#### Problem to work on:
Everything in the listing should be restated word for word.

_ _ _ _ _ _ _

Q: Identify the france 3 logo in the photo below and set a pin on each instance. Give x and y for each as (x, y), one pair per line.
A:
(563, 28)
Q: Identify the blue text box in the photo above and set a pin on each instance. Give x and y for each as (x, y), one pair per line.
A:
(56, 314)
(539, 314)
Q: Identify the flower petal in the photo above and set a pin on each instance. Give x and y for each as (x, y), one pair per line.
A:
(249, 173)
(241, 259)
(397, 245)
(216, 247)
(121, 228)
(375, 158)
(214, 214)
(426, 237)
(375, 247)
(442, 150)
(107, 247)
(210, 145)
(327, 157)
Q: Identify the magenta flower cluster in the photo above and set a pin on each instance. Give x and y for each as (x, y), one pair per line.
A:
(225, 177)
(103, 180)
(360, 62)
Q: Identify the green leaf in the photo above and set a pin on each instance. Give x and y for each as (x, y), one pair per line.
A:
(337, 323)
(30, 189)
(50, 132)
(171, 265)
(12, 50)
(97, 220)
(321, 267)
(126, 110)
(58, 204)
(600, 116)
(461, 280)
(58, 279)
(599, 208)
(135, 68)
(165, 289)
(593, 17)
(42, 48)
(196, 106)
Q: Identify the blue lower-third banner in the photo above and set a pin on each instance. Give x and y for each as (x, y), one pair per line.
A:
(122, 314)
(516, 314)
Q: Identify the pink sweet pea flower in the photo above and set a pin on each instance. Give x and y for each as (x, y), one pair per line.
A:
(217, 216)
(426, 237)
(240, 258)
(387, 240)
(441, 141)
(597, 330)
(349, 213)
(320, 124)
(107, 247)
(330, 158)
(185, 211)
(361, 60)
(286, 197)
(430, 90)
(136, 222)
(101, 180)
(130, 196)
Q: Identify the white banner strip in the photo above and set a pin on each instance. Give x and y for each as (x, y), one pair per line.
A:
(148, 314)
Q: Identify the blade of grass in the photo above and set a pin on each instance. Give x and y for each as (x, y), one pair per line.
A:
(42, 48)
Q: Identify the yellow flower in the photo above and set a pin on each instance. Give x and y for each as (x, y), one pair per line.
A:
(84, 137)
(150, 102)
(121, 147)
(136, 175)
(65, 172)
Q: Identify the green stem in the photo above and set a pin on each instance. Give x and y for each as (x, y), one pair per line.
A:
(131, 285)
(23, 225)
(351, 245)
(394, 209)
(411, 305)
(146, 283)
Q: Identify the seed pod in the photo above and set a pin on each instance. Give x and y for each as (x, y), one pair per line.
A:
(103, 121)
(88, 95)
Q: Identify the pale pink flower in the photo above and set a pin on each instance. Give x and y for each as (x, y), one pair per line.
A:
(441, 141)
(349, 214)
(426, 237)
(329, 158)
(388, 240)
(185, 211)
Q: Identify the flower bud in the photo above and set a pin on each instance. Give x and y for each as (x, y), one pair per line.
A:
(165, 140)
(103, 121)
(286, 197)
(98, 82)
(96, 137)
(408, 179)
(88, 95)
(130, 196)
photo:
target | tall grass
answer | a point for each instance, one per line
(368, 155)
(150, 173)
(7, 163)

_ _ _ _ _ _ _

#### Exercise solution:
Q: Identify the france 3 logo in the photo below and set a pin on each instance. Give x and y for each as (x, y), one pair per line.
A:
(563, 28)
Q: Identify the blue text box in the photo above and set a pin on each instance. Give x and y for each as (x, y), one pair per line.
A:
(56, 314)
(539, 314)
Q: Identify the flower petal in the photo above and set a pin on each instance. Give x and y for each as (x, y), one pair per line.
A:
(249, 173)
(241, 259)
(397, 245)
(216, 247)
(121, 228)
(375, 158)
(214, 214)
(426, 237)
(375, 247)
(442, 150)
(107, 247)
(210, 145)
(327, 157)
Q: Identify the magenta flower cluster in the photo above and set a pin on each instance. Give x and y for each as (x, y), one pair per line.
A:
(225, 177)
(103, 180)
(360, 62)
Q: Identify the green leaf in the photo above and set a pin on each instance. Give x and y for each as (x, y), one pair per line.
A:
(337, 323)
(30, 189)
(50, 132)
(171, 265)
(12, 50)
(97, 220)
(321, 267)
(126, 110)
(58, 204)
(600, 116)
(461, 280)
(58, 279)
(599, 208)
(135, 68)
(165, 289)
(593, 17)
(42, 48)
(196, 106)
Q: Identify the blue lower-third banner in the photo above and set a pin on each instance. Give x and y for each as (x, y), one pair per line.
A:
(122, 314)
(516, 314)
Q: Identify the pink sweet pea flower in the photo above and set a pin on each instance. Give x and y for each as (x, y), one pair per line.
A:
(217, 216)
(426, 237)
(240, 258)
(387, 240)
(441, 141)
(597, 330)
(349, 213)
(320, 124)
(107, 247)
(330, 158)
(185, 211)
(361, 60)
(286, 197)
(430, 90)
(136, 222)
(101, 180)
(130, 196)
Q: Identify the white banner strip in the photo above and set a pin on each instance. Give x and y for each as (x, y), one pair per line.
A:
(148, 314)
Q: Identify the blade of grass in the photo above and set a pin on each instance. Give x and y for each as (x, y), one pair per line.
A:
(42, 48)
Q: Identify the yellow flower in the photo above and set a pin on each instance. Give x and y for each as (x, y), one pair per line.
A:
(84, 137)
(150, 102)
(121, 147)
(136, 175)
(65, 172)
Q: Identify the green stem in the photo above and set a pin on each instance. Give x and y for each as (x, y), one pair per line.
A:
(131, 285)
(23, 225)
(351, 245)
(394, 209)
(411, 305)
(146, 283)
Q: Identify the seed pod in the photo above and set a pin on each instance. Give x and y for each as (x, y), one pair per line.
A:
(103, 121)
(88, 95)
Q: Identify the pale pink flower in the photo above and set a pin on each instance. Give x and y for each as (x, y), one pair per line.
A:
(441, 141)
(349, 214)
(426, 237)
(329, 158)
(388, 240)
(185, 211)
Q: Identify the flower bud in the photo above and set a pin on each instance. Give x and y for each as (x, y), one pair per line.
A:
(165, 140)
(103, 121)
(286, 197)
(98, 82)
(96, 137)
(408, 179)
(88, 95)
(130, 196)
photo:
target | tall grass
answer | a point for each instance, one per line
(368, 155)
(150, 173)
(7, 163)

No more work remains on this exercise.